### TEXT SECTION
--------------------

The Pacific Northwest has left its mark on Wayne Horvitz’s music. Like his colleague, guitarist Bill Frisell, the jazz pianist and composer’s move from New York’s 1980s downtown music scene to Seattle sparked music of considerably broader appeal than the more avant-garde styles he was known for on the East Coast.
Horvitz’s latest project, Some Places Are Forever Afternoon, bears the imprint of another Pacific Northwest creative genius: poet Richard Hugo. Long based at the University of Montana, the Seattle-born poet (who died in 1982) inspired other Western writers like William Kittredge and James Welch, and often drew inspiration from the towns and people he visited in the region. Horvitz literally followed in Hugo’s footsteps, rambling through some of those places before completing this chamber jazz suite, which allows room for improvisation.
At Horvitz’s performance Friday, Oct. 9, at The Shedd, his ensemble will perform Horvitz’s new original suite of 11 compositions, interspersed with readings of the corresponding poems by poet and Hugo scholar Frances McCue. Students should take advantage of the Shedd’s new free ticket policy — check the website for details.
If you move fast enough, you might be able to catch another recommended jazz show after Horvitz’s must-see set: the terrific Eugene saxophonist Joe Manis’s CD release show for his latest album, The Golden Mean, at 9 pm, Oct. 9, at Sam Bond’s. Like his 2013 North by Northwest album, this new release, as well as the concert, features the superb Portland keyboard master George Colligan on Hammond B-3 organ. Mixing these two incendiary solo voices (abetted by drummer Kevin Congleton) can produce a combustible, sometimes explosive chemical reaction of fiery jazz, garnished with some 21st-century style. But the album also offers some lovely balladry that eschews the fireworks.
If your jazz tastes run more to big bands than small combos, that same night offers Swing Shift Jazz Orchestra over at Springfield’s Wildish Theater.

--------------------

### LISTED ENTRIES
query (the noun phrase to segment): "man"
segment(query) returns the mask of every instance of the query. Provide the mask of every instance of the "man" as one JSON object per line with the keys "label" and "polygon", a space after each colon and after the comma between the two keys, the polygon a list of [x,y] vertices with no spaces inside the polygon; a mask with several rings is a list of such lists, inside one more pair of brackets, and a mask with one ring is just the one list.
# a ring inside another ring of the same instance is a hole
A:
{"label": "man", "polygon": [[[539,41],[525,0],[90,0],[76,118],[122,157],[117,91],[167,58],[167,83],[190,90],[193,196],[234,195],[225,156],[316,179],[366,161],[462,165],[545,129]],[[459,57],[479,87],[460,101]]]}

--------------------

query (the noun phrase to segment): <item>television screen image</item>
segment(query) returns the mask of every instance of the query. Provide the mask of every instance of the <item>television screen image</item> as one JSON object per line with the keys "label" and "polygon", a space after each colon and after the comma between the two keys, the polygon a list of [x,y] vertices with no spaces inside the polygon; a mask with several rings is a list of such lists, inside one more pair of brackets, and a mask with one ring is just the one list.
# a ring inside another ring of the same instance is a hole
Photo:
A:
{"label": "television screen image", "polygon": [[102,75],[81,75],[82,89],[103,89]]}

--------------------

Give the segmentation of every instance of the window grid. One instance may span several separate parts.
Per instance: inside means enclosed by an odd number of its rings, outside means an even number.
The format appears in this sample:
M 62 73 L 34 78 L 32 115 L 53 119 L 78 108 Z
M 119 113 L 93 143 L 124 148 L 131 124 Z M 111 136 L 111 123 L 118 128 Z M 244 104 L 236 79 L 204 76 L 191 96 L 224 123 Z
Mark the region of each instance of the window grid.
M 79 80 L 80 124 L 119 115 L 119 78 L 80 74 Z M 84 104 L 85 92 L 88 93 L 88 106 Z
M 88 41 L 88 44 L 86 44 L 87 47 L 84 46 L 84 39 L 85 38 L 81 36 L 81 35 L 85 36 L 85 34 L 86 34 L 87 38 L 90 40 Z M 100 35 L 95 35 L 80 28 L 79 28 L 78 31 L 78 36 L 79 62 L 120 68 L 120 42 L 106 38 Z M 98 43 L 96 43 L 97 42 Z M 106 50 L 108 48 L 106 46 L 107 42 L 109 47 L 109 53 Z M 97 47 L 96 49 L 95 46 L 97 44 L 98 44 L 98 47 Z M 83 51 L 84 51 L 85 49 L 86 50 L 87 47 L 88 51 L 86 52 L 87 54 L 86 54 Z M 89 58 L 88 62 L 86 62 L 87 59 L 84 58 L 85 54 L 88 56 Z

--------------------

### INSTRUCTIONS
• 1. Return a passage from the jazz concert preview word for word, beginning at the words "The Pacific Northwest" and stopping after "room for improvisation.".
• 2. Resume the jazz concert preview from the point where it stops.
The lines above have no connection to the jazz concert preview.

### RESPONSES TO THE TASKS
• 1.
The Pacific Northwest has left its mark on Wayne Horvitz’s music. Like his colleague, guitarist Bill Frisell, the jazz pianist and composer’s move from New York’s 1980s downtown music scene to Seattle sparked music of considerably broader appeal than the more avant-garde styles he was known for on the East Coast.
Horvitz’s latest project, Some Places Are Forever Afternoon, bears the imprint of another Pacific Northwest creative genius: poet Richard Hugo. Long based at the University of Montana, the Seattle-born poet (who died in 1982) inspired other Western writers like William Kittredge and James Welch, and often drew inspiration from the towns and people he visited in the region. Horvitz literally followed in Hugo’s footsteps, rambling through some of those places before completing this chamber jazz suite, which allows room for improvisation.

• 2.
Either way, you have a week to recover before heading to the Broadway House concert Friday, Oct. 16, for still another jazz CD release party. Award-winning young trumpeter and composer Tony Glausi starred in a number of ensembles around town and at the UO, and his upcoming new album Identity Crisis constitutes an important statement for the next generation of Oregon jazz. Glausi’s quintet performs in the intimate bungalow at 911 W. Broadway (call 686-9270 for details).
I’ll never forget Miguel Harth-Bedoya’s first concert with the Eugene Symphony, in which he unleashed vibrant Latin American classical music that embraced the rhythmic power and melodic beauty too many post-World War II European classical composers abandoned. Now music director of the Fort Worth Symphony, Harth-Bedoya returns to Eugene, where the Peruvian-born conductor led the symphony from 1996-2002.
Harth-Bedoya’s Oct. 15 performance at the Hult Center features his characteristically unusual and stirring program with one of those appealing Latin American classics, music from the 1941 Estancia by the great Argentine composer Alberto Ginastera. That performance also features the premiere of new choreography by Harth-Bodoya’s old collaborator Hector Zaraspe and his dance troupe. The concert, which might be the hidden gem of the orchestra’s sparkling 50th-anniversary season, also includes Van Cliburn competition-winning pianist Vadym Kholodenko in Ginastera’s colorful 1961 Piano Concerto No. 1 and other works by mid-20th-century Chilean composers Enrique Soro and Alfonso Leng.
This week also offers some wonderful early music concerts. On Sunday, Oct. 10, at Central Lutheran Church, the terrific Portland vocal quartet The Ensemble sings madrigals by composers Thomas Weelkes, Thomas Morley and other English Renaissance masters.
On Oct. 17, Ensemble Primo Seicento offers some of the earliest Baroque music from 17th-century Italy on period instruments at downtown’s Atrium courtyard in a free afternoon show. And on Oct. 18 at United Lutheran Church, Oregon Bach Collegium plays later Baroque music by J.S. Bach, featuring two of his glorious cantatas with singers Thor Mikesell and Heather Holmquest.